_Quoted passage_
-.-.-

I am currently about 49 minutes away from the arrival at Melbourne, where I have to wait two hours for the transfer to Hong Kong.

Later...

Hello again! It is 17:10 Australian time, which means we are five minutes into the flight to Hong Kong. They showed a good episode of Friends, but it all went down hill after that. We were told to close the shades, which meant it was very dark (strange that!) and I am sure will help contribute to my already very screwed up body clock. I was looking forward to one of the good movies they showed trailers of, but half an hour later, but they showed some Japanese film with English sub-titles. I don’t have anything against sub-titles, but the screen in front of us was too small for the writing to be legible. I resorted to Mathematics preparation, as I have finished all the books and magazines I brought with me.

Two hours later...

They started the next film - Contact! Aaargh! It has been on every flight so far. I think I could probably recite it word for word. It looks like I will have to resort to Mathematics Preparation again.

-.-.-

_Extracted entries_
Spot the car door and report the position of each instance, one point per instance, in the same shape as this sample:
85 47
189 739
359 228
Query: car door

-.-.-

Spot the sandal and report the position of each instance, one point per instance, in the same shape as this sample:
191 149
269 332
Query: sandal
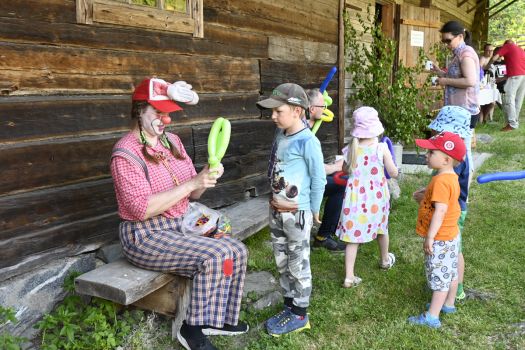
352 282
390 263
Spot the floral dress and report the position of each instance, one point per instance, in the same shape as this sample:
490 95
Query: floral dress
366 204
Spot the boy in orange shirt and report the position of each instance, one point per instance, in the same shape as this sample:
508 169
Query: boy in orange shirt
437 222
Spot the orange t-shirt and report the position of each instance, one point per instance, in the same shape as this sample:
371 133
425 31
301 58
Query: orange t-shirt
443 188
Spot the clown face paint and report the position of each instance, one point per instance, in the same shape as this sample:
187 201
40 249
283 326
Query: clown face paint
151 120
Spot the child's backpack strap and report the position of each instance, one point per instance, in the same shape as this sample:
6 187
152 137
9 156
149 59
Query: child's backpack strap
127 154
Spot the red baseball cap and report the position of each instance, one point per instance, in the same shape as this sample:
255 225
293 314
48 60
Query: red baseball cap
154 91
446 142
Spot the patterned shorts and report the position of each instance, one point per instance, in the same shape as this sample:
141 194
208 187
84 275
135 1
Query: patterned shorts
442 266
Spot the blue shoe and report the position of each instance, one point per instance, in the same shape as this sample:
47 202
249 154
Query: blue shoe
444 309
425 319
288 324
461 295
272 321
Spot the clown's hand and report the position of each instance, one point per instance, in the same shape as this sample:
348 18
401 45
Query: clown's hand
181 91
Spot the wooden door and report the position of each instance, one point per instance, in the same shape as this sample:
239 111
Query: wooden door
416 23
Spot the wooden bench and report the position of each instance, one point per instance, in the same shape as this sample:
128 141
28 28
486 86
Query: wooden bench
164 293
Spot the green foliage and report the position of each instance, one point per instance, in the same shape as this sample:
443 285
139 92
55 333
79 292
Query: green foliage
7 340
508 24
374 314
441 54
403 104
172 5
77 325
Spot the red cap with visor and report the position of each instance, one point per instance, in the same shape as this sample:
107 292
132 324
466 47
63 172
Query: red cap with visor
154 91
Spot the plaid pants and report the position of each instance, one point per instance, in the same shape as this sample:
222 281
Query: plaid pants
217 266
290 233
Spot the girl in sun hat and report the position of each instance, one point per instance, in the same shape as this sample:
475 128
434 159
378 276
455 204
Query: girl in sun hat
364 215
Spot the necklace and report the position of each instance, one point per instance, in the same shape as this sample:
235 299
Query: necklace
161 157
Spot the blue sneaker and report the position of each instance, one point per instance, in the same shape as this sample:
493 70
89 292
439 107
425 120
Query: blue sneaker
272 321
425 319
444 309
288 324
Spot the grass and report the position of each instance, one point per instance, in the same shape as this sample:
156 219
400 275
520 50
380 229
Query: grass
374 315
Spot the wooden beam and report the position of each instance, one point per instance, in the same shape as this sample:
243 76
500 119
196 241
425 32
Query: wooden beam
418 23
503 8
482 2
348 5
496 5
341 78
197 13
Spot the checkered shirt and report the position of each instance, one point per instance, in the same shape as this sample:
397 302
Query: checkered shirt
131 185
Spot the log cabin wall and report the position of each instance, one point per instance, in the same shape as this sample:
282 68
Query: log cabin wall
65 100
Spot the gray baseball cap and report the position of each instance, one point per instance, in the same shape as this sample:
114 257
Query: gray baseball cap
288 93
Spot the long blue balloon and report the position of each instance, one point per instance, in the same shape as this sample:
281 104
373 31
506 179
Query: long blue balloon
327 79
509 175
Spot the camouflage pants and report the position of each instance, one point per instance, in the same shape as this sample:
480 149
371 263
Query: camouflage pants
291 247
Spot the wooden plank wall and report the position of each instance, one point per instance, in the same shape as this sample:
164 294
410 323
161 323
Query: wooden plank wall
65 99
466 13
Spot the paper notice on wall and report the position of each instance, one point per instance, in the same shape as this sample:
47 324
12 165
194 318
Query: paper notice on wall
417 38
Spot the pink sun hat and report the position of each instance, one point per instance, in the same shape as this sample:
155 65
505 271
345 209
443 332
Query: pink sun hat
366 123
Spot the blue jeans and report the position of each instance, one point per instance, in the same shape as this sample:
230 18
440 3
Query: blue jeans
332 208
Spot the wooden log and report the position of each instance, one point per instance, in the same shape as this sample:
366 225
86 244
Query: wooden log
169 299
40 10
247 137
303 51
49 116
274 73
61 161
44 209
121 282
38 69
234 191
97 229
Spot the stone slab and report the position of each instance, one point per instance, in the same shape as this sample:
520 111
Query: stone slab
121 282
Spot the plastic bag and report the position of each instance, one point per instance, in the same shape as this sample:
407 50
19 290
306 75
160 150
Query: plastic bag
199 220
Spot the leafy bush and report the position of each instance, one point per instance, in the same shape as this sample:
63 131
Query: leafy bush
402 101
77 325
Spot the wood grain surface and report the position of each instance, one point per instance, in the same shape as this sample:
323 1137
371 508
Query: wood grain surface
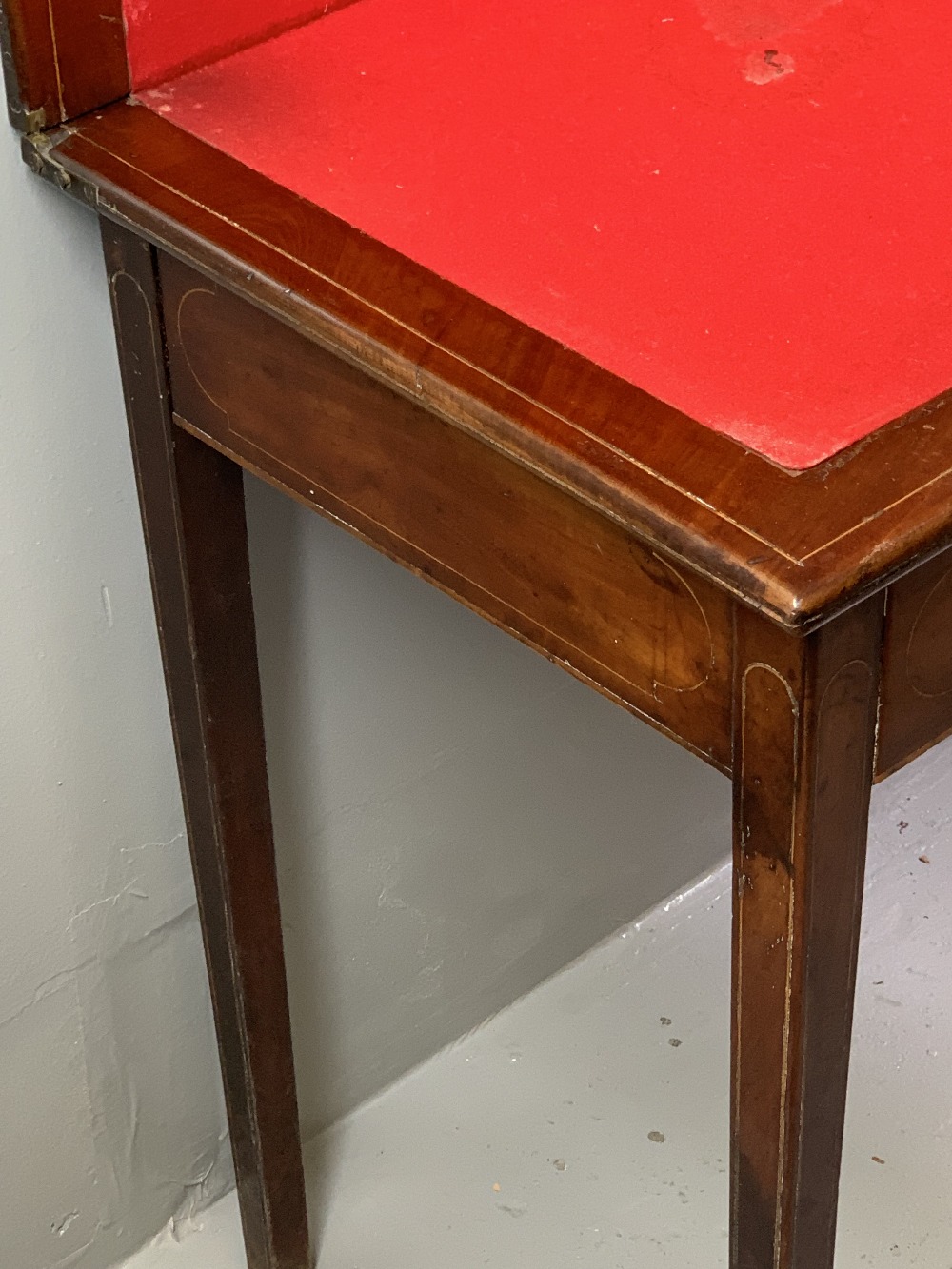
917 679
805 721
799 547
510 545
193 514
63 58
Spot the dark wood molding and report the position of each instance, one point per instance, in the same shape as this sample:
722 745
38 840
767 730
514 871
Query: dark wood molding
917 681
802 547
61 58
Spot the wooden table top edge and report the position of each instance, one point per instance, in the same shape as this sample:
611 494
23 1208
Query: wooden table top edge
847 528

-.-.-

_Short problem A_
Edit the stretch of the flight diary from "Hello again! It" through "Two hours later...", changing "Japanese film" to "French film", and write out that stretch.
_Short problem B_
Carry the flight diary on past its final sentence.

_Task response A_
Hello again! It is 17:10 Australian time, which means we are five minutes into the flight to Hong Kong. They showed a good episode of Friends, but it all went down hill after that. We were told to close the shades, which meant it was very dark (strange that!) and I am sure will help contribute to my already very screwed up body clock. I was looking forward to one of the good movies they showed trailers of, but half an hour later, but they showed some French film with English sub-titles. I don’t have anything against sub-titles, but the screen in front of us was too small for the writing to be legible. I resorted to Mathematics preparation, as I have finished all the books and magazines I brought with me.

Two hours later...

_Task response B_
I finally got through Passport Control forty minutes after arriving at 18:05. It took two attempts, as I was half way through when my nose started to bleed. It has done that the last three flights. Anyway, that meant a quick dash to the toilets. When I returned to Passport Control, the queues were twice as long!

I met Uncle Tony in front of McDonald’s in the Arrivals Hall and we made our way to the Taxi Rank. I dropped my things off at the flat and left for an introduction to Kowloon Tong. La Salle Court is actually on the corner of Dunbarton and La Salle Road. Uncle Tony zigzagged along the side roads of Ng Tsin Wai Road, looking at the stalls and pointing out places of interest like Kowloon City Plaza (for CDs etc). We had supper at a Thai restaurant on Kai Tak road, which consisted of fried Cuttlefish and Sticky Rice. He showed me another way of returning to the flat via the back of Kowloon City Plaza, Junction Road, Dumbarton Road, Kowloon Tsai Park, detour via the Checkerboard (most impressive with planes coming in to land) and down through the park to join up with Dumbarton road again.

Sat 06/12/1997 Hong Kong Island, Lamma Bay, Peng Chau, Lantau, Cheung Chau,....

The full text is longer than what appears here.